*SOURCE PASSAGE*

--- --- ---

The Battle of Rohtas took place in middle of 1767 between the Durranis and the Sikh Misls. Sarfaraz Khan was appointed as the governor of Rohtas Fort by Ahmad Shah Abdali and he planned to capture Gujrat from Gujar Singh. But the plan leaked out causing Charat Singh and Gujar Singh to retaliate by capturing Rohtas which resulted with Sikh Victory and imprisonment of Sarfaraz Khan.

Background
Ahmad Shah Abdali appointed Sarfaraz Khan as the governor of Rohtas. The Fort had 350 to 400 houses, with about 1,200 of just Muslim civilian population living there, 30 shops and was large enough for 30,000 cavalry and 50,000 infantry to board there. The fort also had sufficient supply of water through tank, wells and baolis where about 100 people could retrieve the water at the same time through different passages. In addition there were also 67 villages that fell under the charge of the fort. Sarfaraz Khan decided to capture Gujrat from its ruler Gujar Singh but this plan was revealed and so Charat Singh and Gujar Singh sent leaders Raja Himmat Khan and Diwan Shiv Nath to meet Sarfaraz Khan at Rohtas from diverting his plan to attack Gujrat. But instead, both Himmat Khan and Shiv Nath were executed and their followers were imprisoned.

--- --- ---

*WHAT THIS EXERCISE ASKS*
[1] In the Battle of Rohtas passage, how many villages fell under the charge of the fort?
[2] Continue the account of the Battle of Rohtas from the point where it stops.

*DATASET RECORDS*
--- --- ---

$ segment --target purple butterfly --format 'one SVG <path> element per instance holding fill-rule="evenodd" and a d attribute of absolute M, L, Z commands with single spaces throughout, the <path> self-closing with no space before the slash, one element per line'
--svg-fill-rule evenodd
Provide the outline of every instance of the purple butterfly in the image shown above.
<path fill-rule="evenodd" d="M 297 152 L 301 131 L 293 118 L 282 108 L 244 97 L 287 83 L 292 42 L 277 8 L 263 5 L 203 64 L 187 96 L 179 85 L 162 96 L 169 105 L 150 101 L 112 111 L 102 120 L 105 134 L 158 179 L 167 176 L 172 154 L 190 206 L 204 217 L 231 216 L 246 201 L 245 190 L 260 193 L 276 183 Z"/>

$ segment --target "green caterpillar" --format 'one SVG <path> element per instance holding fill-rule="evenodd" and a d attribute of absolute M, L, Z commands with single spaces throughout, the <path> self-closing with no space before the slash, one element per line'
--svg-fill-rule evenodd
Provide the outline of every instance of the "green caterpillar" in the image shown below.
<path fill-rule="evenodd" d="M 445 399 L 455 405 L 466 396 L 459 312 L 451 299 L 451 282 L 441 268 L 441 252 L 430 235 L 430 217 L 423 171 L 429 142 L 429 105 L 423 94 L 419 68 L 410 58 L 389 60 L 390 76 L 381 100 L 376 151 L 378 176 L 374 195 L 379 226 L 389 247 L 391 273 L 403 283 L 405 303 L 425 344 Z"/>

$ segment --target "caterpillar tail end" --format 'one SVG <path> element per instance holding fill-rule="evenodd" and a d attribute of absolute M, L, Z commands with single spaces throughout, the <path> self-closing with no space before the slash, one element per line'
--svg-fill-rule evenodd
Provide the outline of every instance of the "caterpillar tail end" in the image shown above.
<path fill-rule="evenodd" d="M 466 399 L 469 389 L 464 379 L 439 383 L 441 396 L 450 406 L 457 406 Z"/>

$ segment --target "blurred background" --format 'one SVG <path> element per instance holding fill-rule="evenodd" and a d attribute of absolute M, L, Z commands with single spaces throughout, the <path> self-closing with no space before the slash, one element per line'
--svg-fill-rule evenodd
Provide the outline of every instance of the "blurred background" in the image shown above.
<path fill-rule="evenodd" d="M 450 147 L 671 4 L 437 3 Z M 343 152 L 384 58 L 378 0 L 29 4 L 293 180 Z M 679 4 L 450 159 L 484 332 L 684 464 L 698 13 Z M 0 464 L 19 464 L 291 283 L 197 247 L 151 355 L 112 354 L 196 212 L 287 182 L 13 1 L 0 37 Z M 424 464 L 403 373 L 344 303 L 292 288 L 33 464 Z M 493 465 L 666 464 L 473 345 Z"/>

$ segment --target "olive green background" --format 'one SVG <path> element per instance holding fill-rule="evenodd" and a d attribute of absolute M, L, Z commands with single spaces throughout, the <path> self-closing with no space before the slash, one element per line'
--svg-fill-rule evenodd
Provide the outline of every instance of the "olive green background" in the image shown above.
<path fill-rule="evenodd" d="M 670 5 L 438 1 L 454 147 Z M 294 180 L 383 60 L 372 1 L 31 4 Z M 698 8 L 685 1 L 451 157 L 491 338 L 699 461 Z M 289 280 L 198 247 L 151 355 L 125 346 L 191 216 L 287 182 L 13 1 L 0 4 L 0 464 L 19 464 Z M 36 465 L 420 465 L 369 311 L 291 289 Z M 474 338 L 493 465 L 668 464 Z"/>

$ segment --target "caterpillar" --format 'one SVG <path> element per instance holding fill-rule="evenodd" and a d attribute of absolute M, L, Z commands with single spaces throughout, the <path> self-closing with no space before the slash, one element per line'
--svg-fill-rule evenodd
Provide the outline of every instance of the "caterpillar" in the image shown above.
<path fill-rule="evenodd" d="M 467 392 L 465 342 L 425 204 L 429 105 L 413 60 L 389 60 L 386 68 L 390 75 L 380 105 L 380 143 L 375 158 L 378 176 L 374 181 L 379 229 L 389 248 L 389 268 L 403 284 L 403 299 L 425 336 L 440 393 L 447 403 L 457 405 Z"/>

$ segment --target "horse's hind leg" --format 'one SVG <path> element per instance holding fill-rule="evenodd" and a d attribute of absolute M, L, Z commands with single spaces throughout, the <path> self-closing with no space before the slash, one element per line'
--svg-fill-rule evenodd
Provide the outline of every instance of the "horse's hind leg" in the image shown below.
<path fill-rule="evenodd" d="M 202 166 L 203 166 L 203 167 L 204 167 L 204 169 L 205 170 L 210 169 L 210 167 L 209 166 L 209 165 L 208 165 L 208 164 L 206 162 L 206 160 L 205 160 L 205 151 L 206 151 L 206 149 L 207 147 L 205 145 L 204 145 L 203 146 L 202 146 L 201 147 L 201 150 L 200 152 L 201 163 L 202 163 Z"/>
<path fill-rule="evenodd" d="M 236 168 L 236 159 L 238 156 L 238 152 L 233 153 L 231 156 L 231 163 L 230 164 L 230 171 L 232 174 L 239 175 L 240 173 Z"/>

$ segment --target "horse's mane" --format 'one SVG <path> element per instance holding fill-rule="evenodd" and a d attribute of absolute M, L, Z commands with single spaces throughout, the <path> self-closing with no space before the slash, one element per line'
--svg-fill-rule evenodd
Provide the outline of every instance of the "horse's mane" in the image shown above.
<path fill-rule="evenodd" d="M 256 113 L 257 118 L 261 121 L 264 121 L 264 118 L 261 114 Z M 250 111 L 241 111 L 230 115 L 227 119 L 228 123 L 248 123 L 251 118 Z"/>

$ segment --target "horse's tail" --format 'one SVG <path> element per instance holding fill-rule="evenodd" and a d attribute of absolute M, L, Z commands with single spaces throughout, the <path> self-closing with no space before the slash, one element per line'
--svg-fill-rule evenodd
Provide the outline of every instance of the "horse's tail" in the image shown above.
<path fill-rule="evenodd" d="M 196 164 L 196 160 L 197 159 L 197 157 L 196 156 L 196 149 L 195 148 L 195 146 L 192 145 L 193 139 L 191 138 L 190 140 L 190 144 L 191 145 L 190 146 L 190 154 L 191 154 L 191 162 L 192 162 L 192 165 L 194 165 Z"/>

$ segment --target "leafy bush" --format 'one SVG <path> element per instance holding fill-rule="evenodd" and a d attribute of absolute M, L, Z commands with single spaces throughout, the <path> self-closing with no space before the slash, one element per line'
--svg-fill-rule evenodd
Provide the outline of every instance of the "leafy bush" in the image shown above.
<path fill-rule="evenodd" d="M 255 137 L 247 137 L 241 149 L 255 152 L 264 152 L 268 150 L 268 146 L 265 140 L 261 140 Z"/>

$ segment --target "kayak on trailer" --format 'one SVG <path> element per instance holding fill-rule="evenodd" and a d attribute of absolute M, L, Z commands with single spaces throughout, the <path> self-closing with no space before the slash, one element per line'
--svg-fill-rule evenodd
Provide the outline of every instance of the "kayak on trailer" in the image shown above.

--- --- ---

*ANSWERS TO THE PROBLEMS*
[1] 67 villages.

[2]
Battle
Charat Singh and Gujar Singh marched to Rohtas where Charat Singh had 500 horsemen and 1,000 infantry with him, whereas Gujar Singh had 400 horsemen and 1,000 footmen. In addition, about 1,000 young men from the territories of Gujar Singh and Charat Singh had also joined, looking for adventure and brought along few cannons with them. On the other hand, the Afghan garrison at Rohtas had 3,000 men and few guns. The Sikh chiefs besieged the fort, resulting in few guns in the forts firing at the Sikhs but the Sikhs stayed firm in their positions. The siege continued for 5 months with the supplies running short such as food, water and fodder and due to the fear of reaction from the Sikhs, the villagers feared to help the Afghan garrison with supplies. With no sign of reinforcement coming from Kandahar, the Muslim chiefs within the fort realized that they were incapable of defeating the Sikh domination and so Ali Muhammad of Gujar Khan and Sultan Khan Gakhar opened the gate to let the Sikhs enter, followed with the surrender of Afghan garrison and arrest and imprisonment of governor Sarfaraz Khan. The Sikhs brought the area from Rohtas to north of Rawalpindi under their control.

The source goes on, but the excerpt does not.